Compiti da svolgere
a) Rispondi a queste domande basandoti sul testo sulla buona fede precontrattuale:
(i) Come viene concepita la buona fede oggettiva?
(ii) In quali ulteriori aspetti la dottrina specifica di solito la buona fede?
(iii) Quale norma del codice civile viene in esame sotto il profilo dell'obbligo di informazione?
b) Stabilisci se le seguenti affermazioni concordano con il testo sulla buona fede precontrattuale, indicando sì o no e citando le parole del testo che lo dimostrano:
(i) L'obbligo di salvaguardia consiste nel non esporre la controparte a sacrifici ingiustificati.
(ii) Gli interpreti non hanno individuato obblighi specifici legati alla buona fede precontrattuale.
(iii) L'art. 1338 cod. civ. riguarda la comunicazione all'altra parte delle cause di invalidità del contratto.
c) Procedi con il testo sulla buona fede nelle trattative contrattuali, riprendendo dopo l'ultima frase riportata.

Sezione di testo

"""

Il concetto di buona fede che viene a questo proposito in esame è quello corrispondente alla buona fede oggettiva, concepita cioè come criterio di comportamento, come regola alla quale ciascuno dei contraenti deve ispirarsi (Cass. Civ. Sez. III, 340/88 ) nota1.

La dottrina viene usualmente a specificare la buona fede negli ulteriori aspetti della lealtà contrattuale e dell'obbligo di salvaguardia, inteso come dovere di non esporre la controparte a sacrifici ingiustificati nota2.

E' palese nella materia in esame l'importanza di uscire dall'indeterminatezza di clausole generali per approdare a specificazioni dotate di un'effettiva operatività. Il tutto allo scopo di consentire l'eventuale censura del comportamento concretamente tenuto da un soggetto nello svolgimento delle trattative. A tal fine gli interpreti hanno tipizzato alcuni specifici obblighi riconducibili alla buona fede precontrattuale. Tali l'obbligo di informazione, di mantenimento della riservatezza, di attivazione (onde assicurare la validità e l'efficacia del contratto da concludere).

Sotto il profilo dell'obbligo di informazione nota3 viene in esame la specifica norma di cui all'art. 1338 cod. civ. , afferente alla comunicazione all'altra parte delle cause di invalidità del contratto.

"""

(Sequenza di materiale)

"""

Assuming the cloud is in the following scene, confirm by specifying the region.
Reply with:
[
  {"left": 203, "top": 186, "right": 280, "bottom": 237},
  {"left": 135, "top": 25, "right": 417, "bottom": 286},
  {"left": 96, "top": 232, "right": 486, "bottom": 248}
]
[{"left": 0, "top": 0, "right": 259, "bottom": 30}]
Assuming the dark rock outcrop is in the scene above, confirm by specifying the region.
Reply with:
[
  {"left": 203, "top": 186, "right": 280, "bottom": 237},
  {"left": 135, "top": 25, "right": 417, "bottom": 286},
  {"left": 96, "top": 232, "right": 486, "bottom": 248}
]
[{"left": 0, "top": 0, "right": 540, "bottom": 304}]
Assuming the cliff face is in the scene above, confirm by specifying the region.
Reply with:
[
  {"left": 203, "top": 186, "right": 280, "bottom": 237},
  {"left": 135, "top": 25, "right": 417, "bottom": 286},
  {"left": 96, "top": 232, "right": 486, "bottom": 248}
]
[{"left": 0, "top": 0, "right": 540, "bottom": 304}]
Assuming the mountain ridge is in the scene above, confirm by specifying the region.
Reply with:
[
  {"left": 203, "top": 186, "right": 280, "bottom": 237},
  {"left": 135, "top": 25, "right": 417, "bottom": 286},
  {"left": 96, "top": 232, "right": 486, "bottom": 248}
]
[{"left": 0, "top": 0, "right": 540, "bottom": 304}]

"""
"""

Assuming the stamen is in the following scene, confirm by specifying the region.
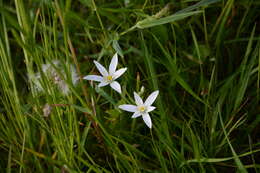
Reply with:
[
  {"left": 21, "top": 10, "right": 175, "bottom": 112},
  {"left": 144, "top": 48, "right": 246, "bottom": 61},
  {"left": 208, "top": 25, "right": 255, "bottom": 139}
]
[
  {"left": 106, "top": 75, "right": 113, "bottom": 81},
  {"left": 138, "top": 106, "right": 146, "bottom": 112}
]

"""
"""

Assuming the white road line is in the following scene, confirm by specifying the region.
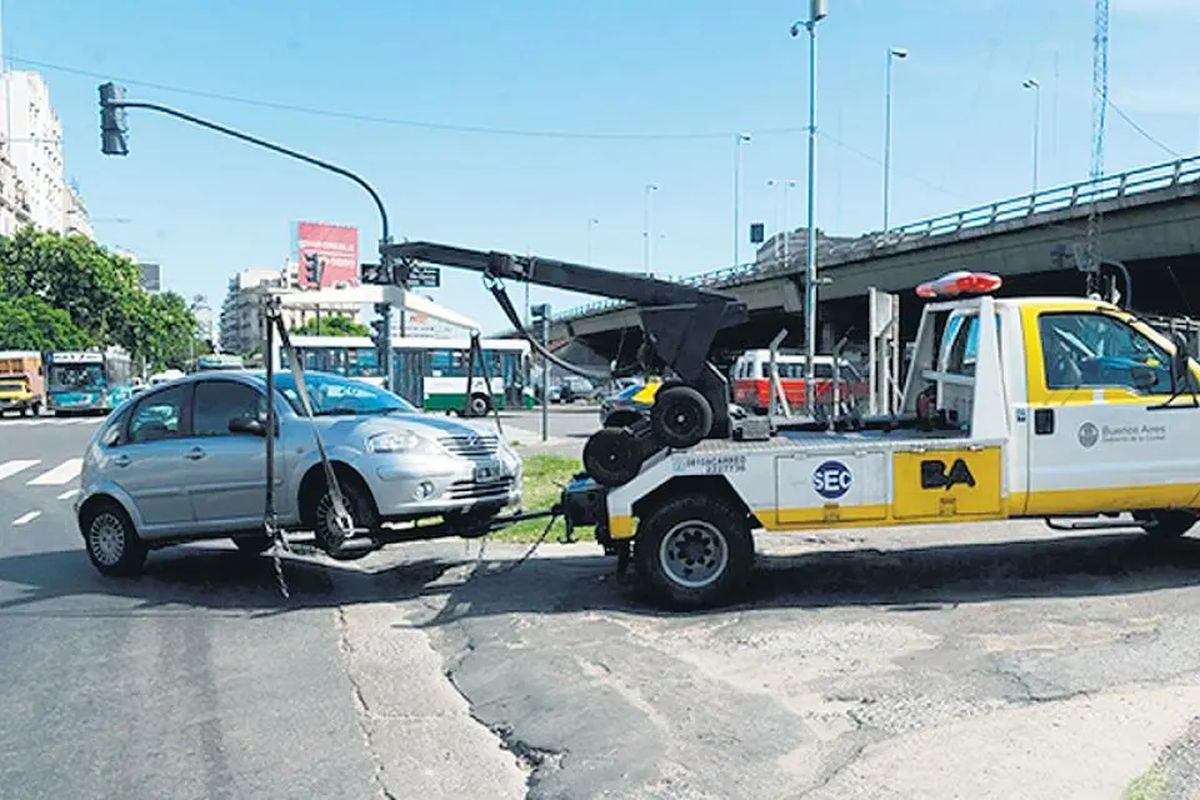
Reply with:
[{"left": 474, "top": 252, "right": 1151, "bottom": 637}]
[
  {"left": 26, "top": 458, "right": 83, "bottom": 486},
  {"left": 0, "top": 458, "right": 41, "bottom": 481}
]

"""

Risposte ai compiti
a)
(i) Come criterio di comportamento, cioè come regola alla quale ciascuno dei contraenti deve ispirarsi.
(ii) Nella lealtà contrattuale e nell'obbligo di salvaguardia.
(iii) L'art. 1338 cod. civ.

b)
(i) Sì: "inteso come dovere di non esporre la controparte a sacrifici ingiustificati".
(ii) No: "A tal fine gli interpreti hanno tipizzato alcuni specifici obblighi riconducibili alla buona fede precontrattuale."
(iii) Sì: "afferente alla comunicazione all'altra parte delle cause di invalidità del contratto".

c)
Occorre domandarsi se, al di là di questa regola specifica, si pongano ipotesi ulteriori: particolarmente delicato è infatti il discrimine tra responsabilità precontrattuale ed altre forme di responsabilità. La reticenza (che altro non è se non carenza di informazione) può infatti essere considerata quale motore del dolo contrattuale, causa di invalidità del contratto.

Non sembra possibile, ad esempio, porre un obbligo generale di portare a conoscenza dell'altro contraente le proprie condizioni economiche (Cass. Civ. Sez. I, 8295/94 ) nota4.

Il difetto di informazione può inoltre importare concretamente l'impossibilità della fruizione della prestazione. Si pensi al caso di colui al quale viene richiesta la fornitura di una determinata sostanza chimica perchè l'acquirente è persuaso di poterla utilizzare in un ciclo di lavorazione per il quale invece essa si rivela non soltanto inadeguata, ma addirittura pericolosa. Qui il nodo problematico è costituito dal confine tra annullamento di un contratto (che comunque si è concluso) per errore essenziale e riconoscibile e responsabilità precontrattuale.

In sintesi si può dire che, in tutti i casi in cui comunque è stato stipulato un contratto valido, non si può parlare di responsabilità precontrattuale proprio perchè quest'ultima postula, al contrario, la mancata conclusione di un congegno negoziale nota5.

Non vale tuttavia l'inverso: non si può dire cioè che, in tutti gli altri casi in cui è stato stipulato un contratto invalido ed una delle parti conosceva a priori il vizio che avrebbe potuto inficiare l'atto, la natura della responsabilità sia precontrattuale.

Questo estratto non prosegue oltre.